[Excerpt from a dataset]
>> Start

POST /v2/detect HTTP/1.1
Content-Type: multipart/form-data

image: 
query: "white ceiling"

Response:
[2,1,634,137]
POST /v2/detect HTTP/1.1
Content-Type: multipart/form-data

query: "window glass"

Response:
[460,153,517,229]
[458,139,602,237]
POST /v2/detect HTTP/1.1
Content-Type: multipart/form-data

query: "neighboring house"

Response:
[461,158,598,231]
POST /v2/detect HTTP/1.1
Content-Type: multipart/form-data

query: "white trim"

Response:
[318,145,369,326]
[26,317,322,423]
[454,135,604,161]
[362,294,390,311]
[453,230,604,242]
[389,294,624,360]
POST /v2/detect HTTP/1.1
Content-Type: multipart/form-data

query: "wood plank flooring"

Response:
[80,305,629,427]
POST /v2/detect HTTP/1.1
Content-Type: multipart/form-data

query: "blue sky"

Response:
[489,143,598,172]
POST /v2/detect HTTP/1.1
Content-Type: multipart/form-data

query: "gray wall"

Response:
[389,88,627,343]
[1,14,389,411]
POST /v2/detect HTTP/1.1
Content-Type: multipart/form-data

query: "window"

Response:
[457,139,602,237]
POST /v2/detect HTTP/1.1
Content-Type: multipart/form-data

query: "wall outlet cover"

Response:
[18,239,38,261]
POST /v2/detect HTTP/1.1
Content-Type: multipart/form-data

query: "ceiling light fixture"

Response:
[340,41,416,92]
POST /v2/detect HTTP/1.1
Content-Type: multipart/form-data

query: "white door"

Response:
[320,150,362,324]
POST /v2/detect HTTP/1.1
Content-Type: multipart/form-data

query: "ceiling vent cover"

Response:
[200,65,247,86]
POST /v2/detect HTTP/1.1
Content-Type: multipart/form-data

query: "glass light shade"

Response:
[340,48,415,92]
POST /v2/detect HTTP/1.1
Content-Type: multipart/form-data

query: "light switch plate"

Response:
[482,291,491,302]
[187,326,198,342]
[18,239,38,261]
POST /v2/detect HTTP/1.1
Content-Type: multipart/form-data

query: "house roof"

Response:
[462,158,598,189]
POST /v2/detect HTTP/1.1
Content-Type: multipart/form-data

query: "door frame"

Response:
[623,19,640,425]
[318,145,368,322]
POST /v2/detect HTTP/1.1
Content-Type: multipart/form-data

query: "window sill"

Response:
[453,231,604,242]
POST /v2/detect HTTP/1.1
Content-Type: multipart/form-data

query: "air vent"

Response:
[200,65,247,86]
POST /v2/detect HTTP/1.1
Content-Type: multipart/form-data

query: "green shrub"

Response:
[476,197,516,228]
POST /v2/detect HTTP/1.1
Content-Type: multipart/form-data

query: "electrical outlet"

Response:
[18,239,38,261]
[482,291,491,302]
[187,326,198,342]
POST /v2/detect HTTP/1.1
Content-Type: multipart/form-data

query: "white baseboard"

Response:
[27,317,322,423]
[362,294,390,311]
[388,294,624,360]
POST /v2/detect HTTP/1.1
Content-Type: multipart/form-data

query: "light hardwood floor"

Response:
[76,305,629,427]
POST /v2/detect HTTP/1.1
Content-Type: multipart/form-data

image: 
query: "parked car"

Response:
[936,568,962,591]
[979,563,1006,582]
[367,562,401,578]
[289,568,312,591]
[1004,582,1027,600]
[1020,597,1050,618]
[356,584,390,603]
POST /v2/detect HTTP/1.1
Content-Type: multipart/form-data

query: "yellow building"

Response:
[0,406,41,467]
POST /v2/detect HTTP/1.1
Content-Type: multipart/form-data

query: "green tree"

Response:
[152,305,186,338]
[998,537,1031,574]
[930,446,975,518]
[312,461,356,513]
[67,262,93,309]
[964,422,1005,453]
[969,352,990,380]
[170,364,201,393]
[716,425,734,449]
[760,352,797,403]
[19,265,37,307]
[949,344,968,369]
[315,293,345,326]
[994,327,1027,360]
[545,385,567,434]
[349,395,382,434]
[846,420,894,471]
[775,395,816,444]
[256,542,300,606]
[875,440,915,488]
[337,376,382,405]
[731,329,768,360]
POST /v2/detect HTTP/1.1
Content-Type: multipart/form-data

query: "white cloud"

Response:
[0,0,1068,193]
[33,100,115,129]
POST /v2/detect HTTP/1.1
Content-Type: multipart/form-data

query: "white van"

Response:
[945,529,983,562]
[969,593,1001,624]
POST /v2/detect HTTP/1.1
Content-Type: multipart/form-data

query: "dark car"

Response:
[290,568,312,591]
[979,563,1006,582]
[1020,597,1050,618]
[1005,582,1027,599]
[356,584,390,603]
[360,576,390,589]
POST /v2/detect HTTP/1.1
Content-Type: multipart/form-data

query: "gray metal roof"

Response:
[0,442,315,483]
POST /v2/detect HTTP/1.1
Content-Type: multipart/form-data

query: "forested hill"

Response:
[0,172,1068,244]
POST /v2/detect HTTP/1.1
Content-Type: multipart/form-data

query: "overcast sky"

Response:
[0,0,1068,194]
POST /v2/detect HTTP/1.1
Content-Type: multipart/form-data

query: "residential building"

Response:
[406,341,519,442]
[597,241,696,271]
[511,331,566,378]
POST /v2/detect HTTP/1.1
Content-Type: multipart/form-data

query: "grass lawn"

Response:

>> End

• **Exercise details**
Pull out every line of the material above that contains the word "white". Matches must agree in case.

• **Reply**
query: "white ceiling"
query: "white trim"
query: "white door"
query: "white baseboard"
query: "white cloud"
query: "white van"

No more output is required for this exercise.